**Stored items from a collection:**
_____
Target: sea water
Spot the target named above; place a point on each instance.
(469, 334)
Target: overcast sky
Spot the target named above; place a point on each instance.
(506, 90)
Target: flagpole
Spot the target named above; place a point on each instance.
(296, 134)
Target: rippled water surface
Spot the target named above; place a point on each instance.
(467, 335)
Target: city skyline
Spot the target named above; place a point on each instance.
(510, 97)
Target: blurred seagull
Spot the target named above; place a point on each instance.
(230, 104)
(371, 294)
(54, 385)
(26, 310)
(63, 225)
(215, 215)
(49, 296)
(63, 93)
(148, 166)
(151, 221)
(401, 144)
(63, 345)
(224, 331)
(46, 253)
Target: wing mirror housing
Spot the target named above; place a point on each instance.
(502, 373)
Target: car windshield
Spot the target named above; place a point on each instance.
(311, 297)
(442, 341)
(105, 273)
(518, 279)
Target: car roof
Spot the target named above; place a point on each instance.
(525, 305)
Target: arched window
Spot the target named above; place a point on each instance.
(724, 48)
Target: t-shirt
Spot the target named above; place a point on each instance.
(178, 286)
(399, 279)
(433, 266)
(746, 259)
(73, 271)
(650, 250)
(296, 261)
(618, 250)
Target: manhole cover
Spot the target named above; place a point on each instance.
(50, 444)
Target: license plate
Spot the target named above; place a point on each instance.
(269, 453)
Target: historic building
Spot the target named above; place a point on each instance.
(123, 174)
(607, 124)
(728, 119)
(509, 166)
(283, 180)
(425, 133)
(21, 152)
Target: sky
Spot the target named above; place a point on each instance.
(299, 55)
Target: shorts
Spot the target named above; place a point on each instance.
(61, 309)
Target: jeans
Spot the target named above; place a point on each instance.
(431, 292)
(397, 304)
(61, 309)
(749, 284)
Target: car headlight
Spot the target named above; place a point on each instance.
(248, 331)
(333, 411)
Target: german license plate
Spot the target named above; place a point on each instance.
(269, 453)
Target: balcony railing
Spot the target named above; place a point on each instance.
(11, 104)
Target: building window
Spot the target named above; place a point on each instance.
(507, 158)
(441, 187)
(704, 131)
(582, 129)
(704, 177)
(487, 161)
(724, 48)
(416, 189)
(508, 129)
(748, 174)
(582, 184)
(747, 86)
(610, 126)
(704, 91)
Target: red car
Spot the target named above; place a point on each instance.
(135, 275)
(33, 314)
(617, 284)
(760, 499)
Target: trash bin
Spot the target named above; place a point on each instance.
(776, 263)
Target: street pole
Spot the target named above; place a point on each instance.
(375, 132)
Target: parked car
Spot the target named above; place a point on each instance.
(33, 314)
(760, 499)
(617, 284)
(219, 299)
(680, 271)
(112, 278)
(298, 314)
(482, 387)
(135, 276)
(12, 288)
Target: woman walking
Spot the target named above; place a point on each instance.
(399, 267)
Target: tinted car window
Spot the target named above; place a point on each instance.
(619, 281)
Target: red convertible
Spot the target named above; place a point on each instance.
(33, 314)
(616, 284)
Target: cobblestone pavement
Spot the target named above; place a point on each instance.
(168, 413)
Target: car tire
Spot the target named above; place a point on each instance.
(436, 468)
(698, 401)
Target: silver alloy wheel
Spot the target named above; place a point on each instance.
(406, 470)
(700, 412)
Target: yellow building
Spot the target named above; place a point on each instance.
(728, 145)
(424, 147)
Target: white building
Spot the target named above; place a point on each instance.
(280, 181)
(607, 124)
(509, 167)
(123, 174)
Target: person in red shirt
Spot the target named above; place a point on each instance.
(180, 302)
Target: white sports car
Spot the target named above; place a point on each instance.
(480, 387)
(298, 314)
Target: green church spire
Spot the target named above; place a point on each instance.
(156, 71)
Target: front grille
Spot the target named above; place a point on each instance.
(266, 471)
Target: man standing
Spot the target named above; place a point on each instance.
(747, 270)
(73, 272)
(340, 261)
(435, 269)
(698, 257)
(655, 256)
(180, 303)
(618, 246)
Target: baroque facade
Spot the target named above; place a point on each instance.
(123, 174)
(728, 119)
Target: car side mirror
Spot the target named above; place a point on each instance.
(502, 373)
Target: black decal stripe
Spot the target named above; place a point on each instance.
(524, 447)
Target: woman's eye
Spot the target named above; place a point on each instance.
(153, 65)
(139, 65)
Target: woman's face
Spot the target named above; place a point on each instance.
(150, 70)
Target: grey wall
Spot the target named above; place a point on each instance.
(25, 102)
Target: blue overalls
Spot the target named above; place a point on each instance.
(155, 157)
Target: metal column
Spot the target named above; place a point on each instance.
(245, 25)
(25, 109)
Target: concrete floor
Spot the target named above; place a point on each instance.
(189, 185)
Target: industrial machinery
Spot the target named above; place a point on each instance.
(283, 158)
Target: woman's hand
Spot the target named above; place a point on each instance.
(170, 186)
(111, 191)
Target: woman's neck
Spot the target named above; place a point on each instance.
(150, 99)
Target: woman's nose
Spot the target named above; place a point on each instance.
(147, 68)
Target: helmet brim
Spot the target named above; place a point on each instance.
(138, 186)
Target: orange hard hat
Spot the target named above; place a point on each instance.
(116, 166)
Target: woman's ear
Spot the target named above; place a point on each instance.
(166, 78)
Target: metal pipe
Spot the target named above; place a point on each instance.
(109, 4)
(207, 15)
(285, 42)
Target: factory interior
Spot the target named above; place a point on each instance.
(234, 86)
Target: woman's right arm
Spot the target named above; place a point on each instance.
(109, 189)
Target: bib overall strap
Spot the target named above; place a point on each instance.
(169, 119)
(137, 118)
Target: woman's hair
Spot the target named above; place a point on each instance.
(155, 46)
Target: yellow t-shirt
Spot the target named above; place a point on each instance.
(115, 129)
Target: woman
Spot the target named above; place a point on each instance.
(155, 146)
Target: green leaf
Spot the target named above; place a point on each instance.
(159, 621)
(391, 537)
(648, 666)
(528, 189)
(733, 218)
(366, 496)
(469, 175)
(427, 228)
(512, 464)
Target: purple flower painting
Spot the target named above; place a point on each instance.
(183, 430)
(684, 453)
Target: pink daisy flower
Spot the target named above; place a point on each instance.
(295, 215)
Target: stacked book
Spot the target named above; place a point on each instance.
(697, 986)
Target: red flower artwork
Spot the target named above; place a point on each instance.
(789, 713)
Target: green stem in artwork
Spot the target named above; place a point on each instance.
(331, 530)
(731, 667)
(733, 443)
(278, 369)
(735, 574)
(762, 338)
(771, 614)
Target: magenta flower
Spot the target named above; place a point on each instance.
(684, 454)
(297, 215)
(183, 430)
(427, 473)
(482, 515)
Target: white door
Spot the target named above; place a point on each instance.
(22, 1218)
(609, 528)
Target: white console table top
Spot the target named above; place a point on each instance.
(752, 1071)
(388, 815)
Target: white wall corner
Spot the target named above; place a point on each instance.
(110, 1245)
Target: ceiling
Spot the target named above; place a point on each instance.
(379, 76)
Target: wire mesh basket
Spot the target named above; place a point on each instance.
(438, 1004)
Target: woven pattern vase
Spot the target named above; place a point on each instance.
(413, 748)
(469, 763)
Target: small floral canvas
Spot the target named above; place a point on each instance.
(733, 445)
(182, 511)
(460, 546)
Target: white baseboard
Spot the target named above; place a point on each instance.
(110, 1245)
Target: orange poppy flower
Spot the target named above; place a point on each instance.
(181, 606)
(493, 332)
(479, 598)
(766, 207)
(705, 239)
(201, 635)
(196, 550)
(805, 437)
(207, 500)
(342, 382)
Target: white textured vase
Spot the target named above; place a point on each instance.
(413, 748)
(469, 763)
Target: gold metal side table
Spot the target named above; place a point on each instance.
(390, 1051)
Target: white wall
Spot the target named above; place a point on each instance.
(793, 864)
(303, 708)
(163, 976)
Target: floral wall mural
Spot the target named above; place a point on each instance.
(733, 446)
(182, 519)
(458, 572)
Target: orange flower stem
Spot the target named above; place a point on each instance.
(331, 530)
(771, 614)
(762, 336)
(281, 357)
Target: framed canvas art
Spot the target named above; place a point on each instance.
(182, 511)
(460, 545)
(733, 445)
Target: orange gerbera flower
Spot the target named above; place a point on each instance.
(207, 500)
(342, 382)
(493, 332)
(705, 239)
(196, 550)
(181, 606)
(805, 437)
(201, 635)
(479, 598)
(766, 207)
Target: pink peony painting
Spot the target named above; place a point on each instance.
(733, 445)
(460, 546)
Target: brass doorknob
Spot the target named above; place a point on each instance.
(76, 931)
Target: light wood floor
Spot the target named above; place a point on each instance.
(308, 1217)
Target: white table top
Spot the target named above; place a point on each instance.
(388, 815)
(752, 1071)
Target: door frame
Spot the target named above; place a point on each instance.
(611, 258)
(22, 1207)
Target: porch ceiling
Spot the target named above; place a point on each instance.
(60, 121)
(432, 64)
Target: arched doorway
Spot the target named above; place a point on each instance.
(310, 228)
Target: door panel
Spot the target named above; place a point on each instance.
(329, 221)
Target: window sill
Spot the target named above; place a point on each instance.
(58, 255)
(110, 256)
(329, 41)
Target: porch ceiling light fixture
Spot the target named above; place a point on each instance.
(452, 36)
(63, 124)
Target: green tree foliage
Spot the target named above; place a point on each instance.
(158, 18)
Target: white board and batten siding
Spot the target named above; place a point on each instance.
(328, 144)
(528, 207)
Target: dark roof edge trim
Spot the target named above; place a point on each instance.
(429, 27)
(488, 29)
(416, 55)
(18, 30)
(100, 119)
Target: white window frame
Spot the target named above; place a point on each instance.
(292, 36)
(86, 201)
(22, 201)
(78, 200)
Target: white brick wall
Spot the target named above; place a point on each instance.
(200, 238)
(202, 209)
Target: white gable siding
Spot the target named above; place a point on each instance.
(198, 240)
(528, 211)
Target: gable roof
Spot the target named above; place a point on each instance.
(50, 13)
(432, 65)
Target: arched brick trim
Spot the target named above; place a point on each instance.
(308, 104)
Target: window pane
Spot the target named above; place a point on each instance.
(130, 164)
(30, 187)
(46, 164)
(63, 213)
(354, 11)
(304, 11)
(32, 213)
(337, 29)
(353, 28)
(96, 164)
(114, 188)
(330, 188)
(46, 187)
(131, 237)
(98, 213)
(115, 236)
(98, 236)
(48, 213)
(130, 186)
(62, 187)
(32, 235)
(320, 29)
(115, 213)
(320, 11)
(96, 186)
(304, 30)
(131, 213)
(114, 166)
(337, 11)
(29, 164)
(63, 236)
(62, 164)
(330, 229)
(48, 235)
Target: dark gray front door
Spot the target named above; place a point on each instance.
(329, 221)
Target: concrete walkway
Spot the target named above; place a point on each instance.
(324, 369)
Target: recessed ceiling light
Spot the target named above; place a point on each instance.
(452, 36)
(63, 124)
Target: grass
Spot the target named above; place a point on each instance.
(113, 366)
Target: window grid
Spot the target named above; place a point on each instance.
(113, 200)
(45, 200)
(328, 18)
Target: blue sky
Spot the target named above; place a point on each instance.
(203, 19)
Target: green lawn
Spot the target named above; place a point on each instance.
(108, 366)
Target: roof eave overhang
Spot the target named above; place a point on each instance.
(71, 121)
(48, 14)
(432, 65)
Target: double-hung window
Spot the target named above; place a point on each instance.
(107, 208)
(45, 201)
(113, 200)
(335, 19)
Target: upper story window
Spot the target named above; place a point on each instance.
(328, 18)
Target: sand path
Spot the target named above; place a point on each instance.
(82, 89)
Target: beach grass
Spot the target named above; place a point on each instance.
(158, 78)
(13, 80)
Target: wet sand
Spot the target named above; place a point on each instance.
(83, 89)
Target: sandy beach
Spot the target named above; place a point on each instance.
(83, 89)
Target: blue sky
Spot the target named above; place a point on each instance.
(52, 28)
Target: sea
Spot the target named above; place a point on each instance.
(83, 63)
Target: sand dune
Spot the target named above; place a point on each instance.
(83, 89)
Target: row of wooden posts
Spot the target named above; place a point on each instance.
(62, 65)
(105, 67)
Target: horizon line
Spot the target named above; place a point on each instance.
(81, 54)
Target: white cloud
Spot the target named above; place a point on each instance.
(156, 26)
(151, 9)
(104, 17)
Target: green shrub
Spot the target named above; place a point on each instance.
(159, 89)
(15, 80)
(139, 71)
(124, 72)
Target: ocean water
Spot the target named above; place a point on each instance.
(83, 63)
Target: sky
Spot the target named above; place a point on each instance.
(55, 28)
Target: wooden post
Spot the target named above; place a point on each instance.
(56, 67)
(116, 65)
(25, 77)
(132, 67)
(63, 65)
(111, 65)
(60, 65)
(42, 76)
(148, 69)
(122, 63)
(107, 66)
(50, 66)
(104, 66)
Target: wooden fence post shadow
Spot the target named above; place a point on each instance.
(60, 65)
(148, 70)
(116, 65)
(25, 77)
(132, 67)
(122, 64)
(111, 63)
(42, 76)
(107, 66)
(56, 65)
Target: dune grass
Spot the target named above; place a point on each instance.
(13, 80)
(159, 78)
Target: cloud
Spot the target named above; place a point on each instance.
_____
**Exercise description:**
Return, word for word, every line from the line with "Target: sand dune" to the final line of the data.

**Reply to the task:**
Target: sand dune
Spot the target named above; place a point on each instance.
(83, 89)
Target: row of wooden posts
Spot the target named above; place a point on each instance.
(62, 65)
(105, 67)
Target: horizon line
Spot the target named above; place a point on each instance.
(81, 54)
Target: white cloud
Spot the target named above; place a point on each instance.
(156, 26)
(151, 9)
(104, 17)
Target: green shrub
Spot the target named above; place a point on each instance.
(159, 89)
(15, 80)
(139, 71)
(124, 72)
Target: ocean water
Spot the target named above; place a point on each instance.
(83, 63)
Target: sky
Spot the target named above; place a point on each instance.
(55, 28)
Target: wooden post
Spot the target named above; place a point on each instance.
(56, 67)
(116, 65)
(25, 77)
(132, 67)
(63, 65)
(111, 65)
(60, 65)
(42, 76)
(148, 69)
(122, 63)
(107, 66)
(50, 66)
(104, 66)
Target: wooden fence post shadow
Spot the target named above; place a point on each instance.
(60, 65)
(148, 70)
(116, 65)
(25, 77)
(132, 67)
(122, 64)
(111, 63)
(42, 76)
(107, 66)
(56, 65)
Target: dune grass
Spot the target named above; place a point on each instance.
(13, 80)
(159, 78)
Target: cloud
Spot the target named above; place a point on each instance.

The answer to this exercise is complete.